QUOTED PASSAGE
»»

A number-theoretic conjecture of combinatorial significance is the following:

$degree2({2n \choose n}) =$ the "bits-on count" (or population count, or Hamming weight) of $n$.

$degree2(m)$ is defined as the number (degree, exponent) of 2's in the prime factorization of $m$.

In other words, for any $m$, a positive integer, $m = 2^e \cdot o$ where $o$ is an odd positive integer (could be 1) and $e$ is a natural number, including zero --- which would be the case when $m$ is odd. It's the $e$ that is the $degree2$ of $m$.

~Another way to state this conjecture is that the number of 1's in the binary expansion of ${2n \choose n}$ for positive integer $n$ is equal to the number of 2's in the prime factorization of $n$.~

Another way to state this conjecture is that the number of 2's in the prime factorization of ${2n \choose n}$  for positive integer $n$ is equal to the number of 1's in the binary expansion of $n$.

Your task is to write Python code to test this conjecture for as many positive integers as you can. See the self-assessment for more details.

««

(Segmentation dataset records)
»»

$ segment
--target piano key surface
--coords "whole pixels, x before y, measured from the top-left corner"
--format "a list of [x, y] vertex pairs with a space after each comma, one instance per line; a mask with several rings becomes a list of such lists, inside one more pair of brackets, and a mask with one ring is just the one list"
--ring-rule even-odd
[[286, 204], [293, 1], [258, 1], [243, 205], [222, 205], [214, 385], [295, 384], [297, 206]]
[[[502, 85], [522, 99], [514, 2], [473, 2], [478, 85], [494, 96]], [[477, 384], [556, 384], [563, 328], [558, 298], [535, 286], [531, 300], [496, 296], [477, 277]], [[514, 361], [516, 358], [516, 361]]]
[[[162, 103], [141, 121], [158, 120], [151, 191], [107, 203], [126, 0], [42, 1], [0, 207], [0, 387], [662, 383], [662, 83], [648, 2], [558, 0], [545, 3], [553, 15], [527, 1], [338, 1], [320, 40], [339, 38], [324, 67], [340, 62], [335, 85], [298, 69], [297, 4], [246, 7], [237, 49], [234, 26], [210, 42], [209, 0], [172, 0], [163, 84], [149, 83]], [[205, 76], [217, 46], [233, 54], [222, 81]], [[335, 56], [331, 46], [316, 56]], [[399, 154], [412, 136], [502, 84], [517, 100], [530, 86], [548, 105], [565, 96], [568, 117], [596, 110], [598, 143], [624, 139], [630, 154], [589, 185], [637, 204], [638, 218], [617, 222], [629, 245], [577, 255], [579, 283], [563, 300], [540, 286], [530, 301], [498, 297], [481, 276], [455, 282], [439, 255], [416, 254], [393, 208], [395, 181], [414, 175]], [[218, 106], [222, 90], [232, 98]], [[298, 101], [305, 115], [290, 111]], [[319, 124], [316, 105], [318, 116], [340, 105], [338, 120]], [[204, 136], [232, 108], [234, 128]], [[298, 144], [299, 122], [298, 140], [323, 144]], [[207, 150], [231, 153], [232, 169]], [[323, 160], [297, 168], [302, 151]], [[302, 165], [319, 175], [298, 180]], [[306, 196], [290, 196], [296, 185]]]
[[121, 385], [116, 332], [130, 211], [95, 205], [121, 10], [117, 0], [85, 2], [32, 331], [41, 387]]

««

TASK
Copy out the entire passage on the central binomial coefficient conjecture above, word for word and symbol for symbol.

ANSWER TO THE EXERCISE
A number-theoretic conjecture of combinatorial significance is the following:

$degree2({2n \choose n}) =$ the "bits-on count" (or population count, or Hamming weight) of $n$.

$degree2(m)$ is defined as the number (degree, exponent) of 2's in the prime factorization of $m$.

In other words, for any $m$, a positive integer, $m = 2^e \cdot o$ where $o$ is an odd positive integer (could be 1) and $e$ is a natural number, including zero --- which would be the case when $m$ is odd. It's the $e$ that is the $degree2$ of $m$.

~Another way to state this conjecture is that the number of 1's in the binary expansion of ${2n \choose n}$ for positive integer $n$ is equal to the number of 2's in the prime factorization of $n$.~

Another way to state this conjecture is that the number of 2's in the prime factorization of ${2n \choose n}$  for positive integer $n$ is equal to the number of 1's in the binary expansion of $n$.

Your task is to write Python code to test this conjecture for as many positive integers as you can. See the self-assessment for more details.